- [Source excerpt]
↓↓↓

In order to provide stretch to the tissue, a speed differential is
provided between fabrics at one or more points of transfer of the
wet web. This process is known as rush transfer. The speed
difference between the forming fabric and the transfer fabric can
be from about 5 to about 75 percent or greater, such as from about
10 to about 35 percent. For instance, in one embodiment, the speed
difference can be from about 15 to about 25 percent, based on the
speed of the slower transfer fabric. The optimum speed differential
will depend on a variety of factors, including the particular type
of product being made. As previously mentioned, the increase in
stretch imparted to the web is proportional to the speed
differential. For a single-ply uncreped throughdried bath tissue
having a basis weight of about 30 grams per square meter, for
example, a speed differential of from about 20 to about 30 percent
between the forming fabric and a transfer fabric produces a stretch
in the final product of from about 15 to about 25 percent. The
stretch can be imparted to the web using a single differential
speed transfer or two or more differential speed transfers of the
wet web prior to drying. Hence there can be one or more transfer
fabrics. The amount of stretch imparted to the web can hence be
divided among one, two, three or more differential speed
transfers.

↑↑↑

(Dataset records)
↓↓↓

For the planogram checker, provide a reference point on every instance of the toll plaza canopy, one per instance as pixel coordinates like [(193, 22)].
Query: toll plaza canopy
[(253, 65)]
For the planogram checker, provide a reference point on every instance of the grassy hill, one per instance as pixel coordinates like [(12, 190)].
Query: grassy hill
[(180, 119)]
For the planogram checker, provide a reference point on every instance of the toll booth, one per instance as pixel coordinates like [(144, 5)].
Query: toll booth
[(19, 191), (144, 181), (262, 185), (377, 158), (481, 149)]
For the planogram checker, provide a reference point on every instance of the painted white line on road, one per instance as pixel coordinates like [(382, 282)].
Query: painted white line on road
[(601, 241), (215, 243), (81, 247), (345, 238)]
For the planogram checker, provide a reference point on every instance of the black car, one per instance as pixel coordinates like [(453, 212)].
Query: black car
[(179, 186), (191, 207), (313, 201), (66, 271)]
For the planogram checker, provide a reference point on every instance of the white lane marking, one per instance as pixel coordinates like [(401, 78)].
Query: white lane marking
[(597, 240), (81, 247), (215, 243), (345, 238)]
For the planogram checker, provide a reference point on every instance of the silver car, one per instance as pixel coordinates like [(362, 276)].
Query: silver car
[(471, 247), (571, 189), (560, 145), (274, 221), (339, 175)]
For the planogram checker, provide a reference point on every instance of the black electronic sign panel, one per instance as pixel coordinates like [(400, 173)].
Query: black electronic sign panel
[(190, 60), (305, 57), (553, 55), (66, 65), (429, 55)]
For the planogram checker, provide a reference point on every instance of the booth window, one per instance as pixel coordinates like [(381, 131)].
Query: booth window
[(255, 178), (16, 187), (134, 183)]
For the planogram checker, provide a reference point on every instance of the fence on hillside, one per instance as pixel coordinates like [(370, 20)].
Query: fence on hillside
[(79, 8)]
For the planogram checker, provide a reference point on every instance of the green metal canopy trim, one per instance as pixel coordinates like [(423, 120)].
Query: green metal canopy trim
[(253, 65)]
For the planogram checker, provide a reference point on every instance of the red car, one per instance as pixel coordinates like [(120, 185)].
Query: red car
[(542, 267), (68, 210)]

↑↑↑

- [Required tasks]
a - According to the tissue stretch excerpt, what is the process of providing a speed differential between fabrics at a transfer point of the wet web called?
b - Continue the tissue stretch excerpt from its last sentence.

- [Final results]
a - Rush transfer.

b -
The web is transferred to the throughdrying fabric for final drying
preferably with the assistance of vacuum to ensure macroscopic
rearrangement of the web to give the desired bulk and appearance.
The use of separate transfer and throughdrying fabrics can offer
various advantages since it allows the two fabrics to be designed
specifically to address key product requirements independently. For
example, the transfer fabrics are generally optimized to allow
efficient conversion of high rush transfer levels to high MD
stretch while throughdrying fabrics are designed to deliver bulk
and CD stretch. It is therefore useful to have moderately coarse
and moderately three-dimensional transfer fabrics and throughdrying
fabrics which are quite coarse and three dimensional in the
optimized configuration. The result is that a relatively smooth
sheet leaves the transfer section and then is macroscopically
rearranged (with vacuum assist) to give the high bulk, high CD
stretch surface topology of the throughdrying fabric. Sheet
topology is completely changed from transfer to throughdrying
fabric and fibers are macroscopically rearranged, including
significant fiber-fiber movement.
The drying process can be any noncompressive drying method which
tends to preserve the bulk or thickness of the wet web including,
without limitation, throughdrying, infra-red radiation, microwave
drying, etc. Because of its commercial availability and
practicality, throughdrying is well known and is one commonly used
means for noncompressively drying the web for purposes of this
invention. Suitable throughdrying fabrics include, without
limitation, Asten 920A and 937A and Velostar P800 and 103A.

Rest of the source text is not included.